* Passage provided
+ + + + +

Our research on wind turbine icing and anti-/de-icing is featured by the scientific magazine, "The Conversation", on 03/04/2021

 

Problematic Wind Turbine Icing Phenomena:

While winters are supposed to be the best season for wind energy harvesting due to the windy seasons and increased air density with the decreasing temperature, wind turbine icing represents the most significant threat to the integrity of wind turbines in cold climates. According to the statistics reported by International Energy Agency (IEA) TCP Task 19 of "Wind Energy in Cold Climates", while the total wind power capacity has reached to ~800 GW globally in 2020 (i.e., including ~ 120 in USA alone), wind power installation in cold climates is counting for ~ 30% of the total installed wind power capacity in the world. 72%, 94% and 19% of the wind turbines have the opportunity to encounter various icing events in the climate regions of North America, Europe, and Asia, respectively.

It has been found that even a light icing event, such as frost, could produce enough surface roughness on turbine blades to reduce their aerodynamic efficiency considerably, resulting in substantial power reduction of the wind turbines. In the case of extreme icing, it may not be possible to start the wind turbine with subsequent loss of all the possible power production for quite long periods of time. One example is wind turbines in Sweden were reported to stop for over 7 weeks during the best operation season because of icing in the winter of 2020.  More recent,  many wind turbines on Texas wind farms were forced to shut down after a winter storm blasted the state since February 14, 2021. Frozen wind turbines were blamed to be responsible partially for the over week-long blackouts in Texas with millions of Texan being affected.

+ + + + +

* Material
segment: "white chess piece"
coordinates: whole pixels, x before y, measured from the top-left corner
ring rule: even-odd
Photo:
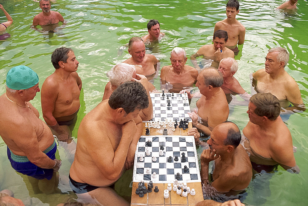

+ + + + +

* Task details
In the wind turbine icing passage, copy everything from "While winters are" down to "and Asia, respectively.", swapping "wind turbines" for "wind generators".

* Written solution
While winters are supposed to be the best season for wind energy harvesting due to the windy seasons and increased air density with the decreasing temperature, wind turbine icing represents the most significant threat to the integrity of wind generators in cold climates. According to the statistics reported by International Energy Agency (IEA) TCP Task 19 of "Wind Energy in Cold Climates", while the total wind power capacity has reached to ~800 GW globally in 2020 (i.e., including ~ 120 in USA alone), wind power installation in cold climates is counting for ~ 30% of the total installed wind power capacity in the world. 72%, 94% and 19% of the wind generators have the opportunity to encounter various icing events in the climate regions of North America, Europe, and Asia, respectively.